◆ Work order 1:
Can you put the part of the records that opens with the line containing "For every <instance>, derive" and closes with the line containing "box: [393, 276, 442, 310]" into a numbered list, leaving out blank lines?

(Source passage)

I was reccomend Grian's video called 'I made a Mumbo Proof House in Minecraft' and I didn't know who he or Mumbo was, I ignored it. It kept popping up in my reccomended but I thought it seemed clickbaity and assumed he was one of those Minecraft channels that press F5 too much and are just too over the top for my taste. Anyway, I succumbed to the YouTube algorithm and watched it. It was confusing but I enjoyed it.
I remember I wasn't weirded out by the moustache-less Mumbo paintings in the house because I didn't know what he was supposed to look like! There were so so so many inside jokes in the video and it was very confusing but I just kind of went with it and enjoyed the wacky house. Anyway long story short, I watched Mumbo's reaction to his house next and again it had many inside jokes I couldn't follow but they seemed nice. I remembered Grian at one point when talking about his lack of a storage system saying "...if you know me from Hermitcraft... " and that's what prompted me to check it out to see if I could get some context for all the inside jokes I couldn't understand.

(End Source passage)
(The records)

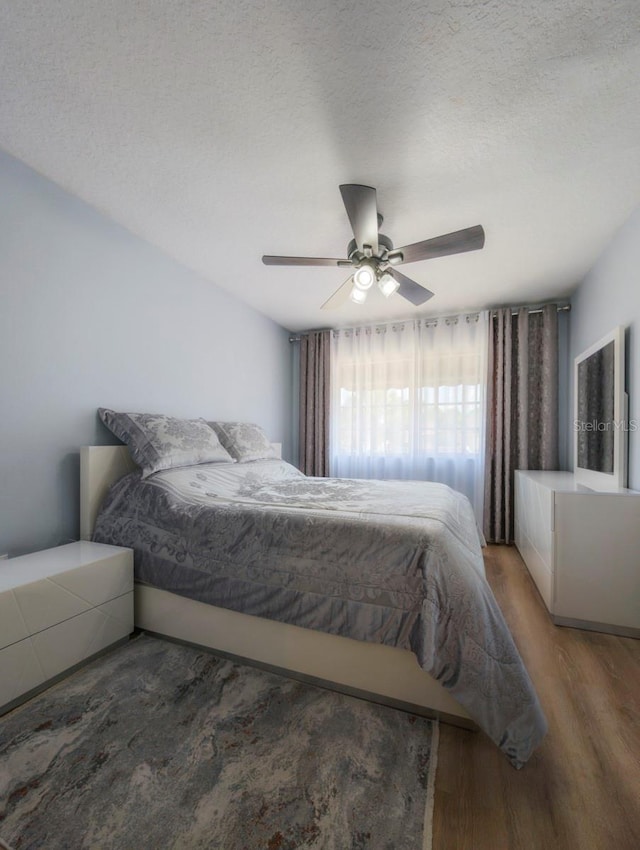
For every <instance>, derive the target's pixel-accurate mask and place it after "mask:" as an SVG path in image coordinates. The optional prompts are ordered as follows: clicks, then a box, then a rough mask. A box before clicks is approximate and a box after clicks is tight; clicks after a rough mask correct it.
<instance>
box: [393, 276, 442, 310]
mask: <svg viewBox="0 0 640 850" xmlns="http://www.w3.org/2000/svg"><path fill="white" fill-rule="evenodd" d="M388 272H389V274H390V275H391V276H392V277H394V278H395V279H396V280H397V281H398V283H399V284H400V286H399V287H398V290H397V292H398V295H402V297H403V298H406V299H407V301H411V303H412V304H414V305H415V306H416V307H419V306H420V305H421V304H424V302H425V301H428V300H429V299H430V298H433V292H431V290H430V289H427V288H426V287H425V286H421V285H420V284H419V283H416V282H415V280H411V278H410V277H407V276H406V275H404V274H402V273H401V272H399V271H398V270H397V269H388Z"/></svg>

(End The records)
(The records)

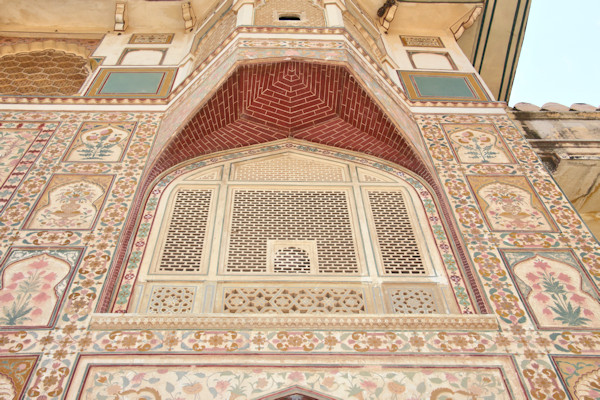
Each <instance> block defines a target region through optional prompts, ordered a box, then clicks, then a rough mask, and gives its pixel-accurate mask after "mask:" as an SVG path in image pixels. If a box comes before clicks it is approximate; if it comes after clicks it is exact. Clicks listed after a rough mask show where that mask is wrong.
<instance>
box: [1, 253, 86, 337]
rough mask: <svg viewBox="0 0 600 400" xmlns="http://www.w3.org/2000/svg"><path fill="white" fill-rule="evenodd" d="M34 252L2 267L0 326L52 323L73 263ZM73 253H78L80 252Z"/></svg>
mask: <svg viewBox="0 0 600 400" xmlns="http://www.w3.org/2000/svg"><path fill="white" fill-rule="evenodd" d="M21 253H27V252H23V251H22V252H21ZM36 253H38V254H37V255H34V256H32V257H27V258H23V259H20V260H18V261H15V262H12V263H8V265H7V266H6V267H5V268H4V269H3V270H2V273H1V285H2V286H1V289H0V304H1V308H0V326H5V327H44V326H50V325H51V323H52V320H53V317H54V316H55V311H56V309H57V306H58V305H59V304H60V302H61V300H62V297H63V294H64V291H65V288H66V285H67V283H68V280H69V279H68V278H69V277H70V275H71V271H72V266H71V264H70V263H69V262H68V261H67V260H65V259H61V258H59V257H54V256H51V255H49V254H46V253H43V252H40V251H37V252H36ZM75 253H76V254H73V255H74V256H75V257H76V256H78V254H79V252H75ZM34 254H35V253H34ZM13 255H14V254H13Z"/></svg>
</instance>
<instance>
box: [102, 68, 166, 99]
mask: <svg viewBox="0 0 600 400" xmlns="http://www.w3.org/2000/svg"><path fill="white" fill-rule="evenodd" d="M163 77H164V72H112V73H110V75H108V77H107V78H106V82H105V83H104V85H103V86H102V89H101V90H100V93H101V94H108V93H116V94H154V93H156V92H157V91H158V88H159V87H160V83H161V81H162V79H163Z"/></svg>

(End The records)

◆ Work order 2:
Could you write what comes next in the account of discovering Grian's videos and Hermitcraft, picking up from where it stops?

◆ Expected answer 1:
1. For every <instance>, derive the target's pixel-accurate mask and place it after "mask:" as an SVG path in image coordinates. The optional prompts are ordered as follows: clicks, then a box, then a rough mask. A box before clicks is approximate and a box after clicks is tight; clicks after a rough mask correct it.
2. <instance>
3. box: [393, 276, 442, 310]

◆ Expected answer 2:
I remember I watched one of the more recent episodes that had come out and Mumbo was being killed by his own Zombie to promote Sahara Now (not that I knew what what was lol). When Grian went to rename the Zombie he said "It feels like the beginning of the season!" and I after watching him hide from Mumbo and almost being caught, I decided to check out the beginning of the "season" (not that I knew what that meant or that there had been 5 other seasons.) I remember being really surprised that there were 90+ videos in the Hermitcraft playlist but I decided to give it a go anyway.
The first episode was really really fun to watch. I was very impressed that his starter base was so creative and well executed that I immediately watched the next episode. Equally great. I'm sure I watched like 2 hours of Hermitcraft that day because every episode was just a joy to watch.
I think Hermitcraft Recap got reccomended to me pretty soon after that and I loved it too. The Recap is a fantastic way to keep up with everything happening on the island without watching 20+ different people's episodes (especially when you're a year and a half late to a series like I was lol).
As I watched more and more of Grian's episodes I would go back to that original Mumbo Proof House video that sparked my interest in Hermitcraft and I would understand more and more of the references and inside jokes that had previously gone over my head.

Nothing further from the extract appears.